======== Supplied passage ========
‘We cannot ignore the problem or pretend that it isn’t happening we all have responsibility to play our part in the fight to make Ireland one of the safest countries in the world for women.’
I sat in the Abbey Theatre last night sipping a class of wine reading through the message written by Louise O’Neill about the stage adaptation of her hit book Asking For It.
I first read the book back in 2016, when I was pregnant with my little dude. I was on holiday in Kerry; one last really relaxing luxurious break to sit around and eat nice food, go for leisurely walks, go to spas and read lots of books, before our lives changed forever. I’d heard just a little about the book Asking For It, when I plucked if off the shelves in Dubray and earnestly began it sitting in an armchair in a hotel in Kerry.
I simply could not put it down. I devoured it in about two days.
Every page held a relatable scenario for me. It started to bring back memories of my teenage years, situations I’d found myself in, fronts I’d put on, behaviour I’d put up with, things I’d done or gone along with without really wanting to, not having the courage to speak up; feeling scared inside, despite an exterior bravado.
I saw so much of myself in the main character Emma. And it struck me that a large number of other women would read the book and feel the same way.
I remember sitting on the bed after reading it, crying, stunned, angry. I remember thinking this book should be on the syllabus for every secondary student in the county. It should be mandatory reading. Teenage boys and girls needed to read this.
But I remember feeling scared about the prospect of raising a son in this environment. I remember wishing he didn’t have to grow up in a social media fuelled world. I remember thinking that I had to do something to protect him from this infectious notion of ‘toxic masculinity.’ I had to show him that real men respect women. And that despite scenarios like the ones depicted this in the book, there are so many good men out there and that he could be one two.
And so as I took my seat in the Abbey last night to watch the powerful words of the book be brought to life in front of me on the stage, I felt a little apprehensive. I knew it would stir up feelings and memories for me, but I was unprepared for just how powerful it would be.
I just cannot get across how impactful it was. The talented cast of young actors peeled back the layers of society and showed us a glimpse of what it’s like to be a teenager in Ireland today. The age old themes of the pressure they put on themselves, the pressure we put on them, the gender roles they fall into, the victim blaming and the rape culture all of it bubbling away like a tinder-box ready to explode. And explode it did, all of it through the prism of the most disturbing aspects of social media.
========
• [Questions to answer]:
1 > Answer from the Asking For It passage:
(a) In what year did the writer first read the book?
(b) Roughly how long did it take the writer to read it?
(c) What is the name of the main character?
2 > Resume the Asking For It passage from where it stops.
None of the material is needed for the tasks.
======== Stored data ========
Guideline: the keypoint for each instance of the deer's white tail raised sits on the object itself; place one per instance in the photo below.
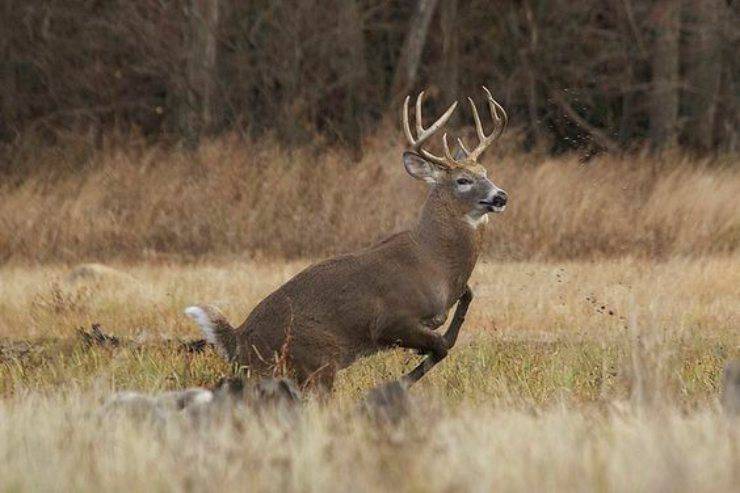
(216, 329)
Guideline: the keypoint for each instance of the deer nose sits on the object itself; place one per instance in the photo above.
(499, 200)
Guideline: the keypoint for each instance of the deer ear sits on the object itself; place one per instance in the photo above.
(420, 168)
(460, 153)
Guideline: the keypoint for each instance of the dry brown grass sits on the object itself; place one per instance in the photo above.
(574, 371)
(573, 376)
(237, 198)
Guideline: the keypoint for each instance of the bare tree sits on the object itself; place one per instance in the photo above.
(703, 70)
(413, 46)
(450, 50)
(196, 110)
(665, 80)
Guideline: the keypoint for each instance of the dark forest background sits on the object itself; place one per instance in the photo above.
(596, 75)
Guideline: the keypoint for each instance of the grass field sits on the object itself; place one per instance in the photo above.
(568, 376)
========
• [Answers below]:
1 >
(a) 2016
(b) About two days
(c) Emma

2 >
You could hear a pin drop in the theatre.
It was visceral, it was uncomfortable, it was real and it was raw.
I wish every young person in the country could have the chance to come and see the show.
When the stage went to black for the final time and the house lights went up, the audience stayed on their feet for what seemed like hours. Emotion etched on all the performers faces. How they are able to bring such feelings to life with vivid reality every evening is astounding.
I left, feeling quiet and subdued, processing everything I’d seen; pensive, but also happy that the show had gotten such a great response and so many people had come to see it. Maybe things really are changing. Maybe the fallout from the Belfast Rape Trial and the recent Cork Rape Trial where the complainants’ underwear was passed around the court, were going to be watersheds. Maybe things were turning, maybe at last attitudes were changing for the better.
I slipped into a cab outside the theatre and told the driver my destination.
‘Depressing play eh?’ He commented.
‘It was a fantastic performance. It’s a tough subject matter, but I’d read the book, so I knew the story.’ I replied as I looked out the window.
‘Well, she won’t go on the rip again will she?’ He laughed casually as he drove on.
I sat stunned, my usual spark of bluster at such a comment unexpectedly silenced by the shock of it.
Did he really just say that? Did I imagine it? Please tell me I imagined it?
Maybe it was an ill-conceived joke that I didn't get. But to me it just showed that victim blaming is still rife….
Sure she was asking for it, wasn’t she?